Texte source:
=====

Donald Trump adaptera-t-il l’OTAN aux réalités actuelles ?

par Desmaretz Gérard
vendredi 20 janvier 2017

Les propos du nouveau président américain ne sauraient surprendre les Européens, le maintien de l'OTAN ayant déjà été soulevé après la réunification de l'Allemagne. Le vice-président de l'Organisation pour la sécurité et la coopération en Europe (OSCE) et nombre d'Européens doutent de la fiabilité du «  parapluie  » nucléaire américain, surtout face à un pays disposant de l'arme nucléaire (mutual destruction)... Certains Europhiles envisageraient de se tourner vers la Grande-Bretagne et la France, seules forces militaires européennes capables de projeter une force d'intervention rapide et à disposer de l'arme nucléaire. Le Brexit rend peu probable la participation britannique, et la France ne semble guère disposée à se risquer dans un conflit nucléaire, sauf absolue nécessité pour sa propre sauvegarde. L'ancien triangle dramatique : la victime (l'Europe) - l'attaquant (l'URSS) - le sauveur (les USA), a vécu et la menace s'est déplacée.

Flash-back, les premières démarches à la base de la création de l'Organisation du Traité de l'Atlantique Nord ont été initiées à la demande du gouvernement français ! c'est ce que les travaux de Jenny Raflik, maitre de conférence à l'université de Cergy-Pontoise tendent à démontrer. Le général de Gaulle démissionne le 10 juin 1946 du Gouvernement provisoire, Georges Bidault devenu Président du 4° gouvernement provisoire (juin à décembre 1946), demande au général Pierre Billotte de consulter ses homologues américains du Comité d'état-major des Nations-Unies sur la création d'une alliance militaire entre l’Europe occidentale et les États-Unis.

Fin 1947, Georges Bidault qui a repris son ancien poste de Ministre des Affaires étrangères, rencontre le secrétaire d'État américain Marshall à Londres. Ce dernier désigne le général Ridgway pour conduire les conversations secrètes, et propose d'inviter les Britanniques à venir les rejoindre. Trois représentants de chaque pays seulement sont informés du projet, du côté britannique Attlee, Bevin, le général Morgan, du côté américain : Truman, Marshall et Ridgway, pour la France : Bidault, Schuman et Billotte. Les bases d'un accord de principe achoppent sur la constitution américaine qui n'autorise pas le gouvernement à contracter une alliance en Europe.

La guerre froide débuta avec la naissance du Kominform en septembre 1947. Le bureau d’information communiste déclara : « désormais, le monde est divisé en deux blocs, le bloc impérialiste et le bloc capitaliste ». Après le coup de Prague du 25 février 1948, les États-Unis proposent une résolution visant à rappeler les ambassadeurs occidentaux. Le 22 mars, des négociations tripartites : Canada - États-Unis - Grande-Bretagne s’ouvrent à Washington sans la présence de la France ! La raison avancée de cette éviction ? la présence de communistes au sein de son administration. Le 1 avril, les États-Unis et la Grande-Bretagne adoptent un premier projet, et le 30 avril, le Congrès vote l'amendement Vandenberg qui autorise les USA à s'engager dans des alliances internationales en dehors du continent américain.

=====

Vos tâches:
• A. D'après l'article sur l'OTAN, quel amendement le Congrès américain vote-t-il le 30 avril ?
• B. Poursuivez l'article sur l'OTAN à partir de sa dernière phrase.

Extrait des données:
=====

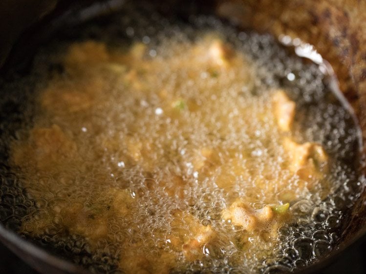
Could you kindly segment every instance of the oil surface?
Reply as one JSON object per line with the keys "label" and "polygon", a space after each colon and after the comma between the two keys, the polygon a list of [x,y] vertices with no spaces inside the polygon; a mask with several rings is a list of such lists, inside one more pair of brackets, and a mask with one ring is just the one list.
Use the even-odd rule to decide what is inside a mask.
{"label": "oil surface", "polygon": [[[125,8],[6,86],[37,96],[2,137],[24,189],[2,186],[4,212],[22,205],[2,221],[95,272],[293,270],[336,247],[363,182],[357,129],[318,66],[212,17]],[[284,132],[280,89],[296,105]],[[286,138],[318,144],[327,171],[291,171]],[[224,217],[238,200],[290,207],[252,231]]]}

=====

Liste des réponses:
• A. L'amendement Vandenberg.

• B.
Le Président du Conseil, Georges Bidault, entend saisir le coup de Prague et le blocus de Berlin-Ouest (juin 48 à mai 49) pour réaffirmer la nécessité d'une alliance militaire couvrant l'Europe occidentale. Les États-Unis qui souhaitent voir l'Europe prendre en main sa défense, invitent les États membres du Traité de Bruxelles (pacte de coopération économique, de défense, d’une durée de cinquante ans) à l'étendre à : Norvège - Suède - Danemark - Islande - Italie. Cette démarche est aux antipodes de la proposition française : « Ne rien entreprendre qui puisse représenter une provocation aux yeux des Soviétiques avant d’être assurés du soutien effectif des États-Unis. »

Le 4 avril 1949, douze pays représentés par leur Ministre des Affaires étrangères signent à Washington le Traité instituant l'OTAN ; au cinq pays du Pacte de Bruxelles s'ajoutent les États-Unis - le Canada - le Danemark - l'Islande - l'Italie - la Norvège - le Portugal. L'explosion de la première bombe atomique soviétique en septembre 49 suivie de la guerre de Corée en juin 50 poussent à la mise en place de la structure militaire intégrée de l'OTAN. Le Supreme Headquarter of Allied Powers in Europe (Grand quartier général des puissances alliées en Europe) s'installe près de Paris.

Le traité de l'OTAN (entré en vigueur le 23 août 1949) dont l'article V stipule : « toute attaque contre un pays membre de l'Otan est considérée comme une attaque contre tous », va constituer une des cibles prioritaire de Moscou, des partis communistes du monde entier vont tenter de s'opposer à l'entrée des nouveaux membres (la Grèce et la Turquie en 1952, la République fédérale d'Allemagne en 1955) au sein de l'alliance.

A la mort de Staline en 1953, l’Occident assista avec un certain soulagement à la désacralisation du petit père des peuples. Cette détente ne fut qu'un répit. En octobre 1962, la tension entre l’Union-Soviétique et les États-Unis se durcit avec « l’affaire des missiles » sur l'île de Cuba. La planète redoutait une troisième guerre mondiale, les soviétiques poussant leurs pions afin de tester la détermination du jeune Président J.F. Kennedy, tactique qui n’était pas exempt de dangers pour l'Europe. La loi de la « jungle » allait peser désormais dans les relations internationales.

En novembre 1953, le dixième groupe de forces spéciales basé à Bad Tölz ( Allemagne de l'Ouest) est placé en état d'alerte. Ces hommes, les green berets, sont spécialement organisés, équipés et instruits pour l'infiltration dans les zones opérationnelles et assurer l'encadrement de forces de guérilla locales. L'entrée de la RFA au sein de l'OTAN est prétexte à la création du « traité d'amitié, de coopération et d'assistance mutuelle » entre l'Union soviétique et les pays d'Europe centrale du bloc communiste (le Pacte de Varsovie conclu en 1955 sera dissous en 1991). Fin août 1957, cinq bataillons détachés du Spetsnaz voient le jour. Le 20 août 1961, le Comité Central du Parti communiste d'Union Soviétique diffuse le document interne « Sur la formation des cadres et l'élaboration pour l'organisation et l'équipement des guérillas  ». En 1966, la France se retire du commandement militaire de l'OTAN sous l'impulsion du général de Gaulle.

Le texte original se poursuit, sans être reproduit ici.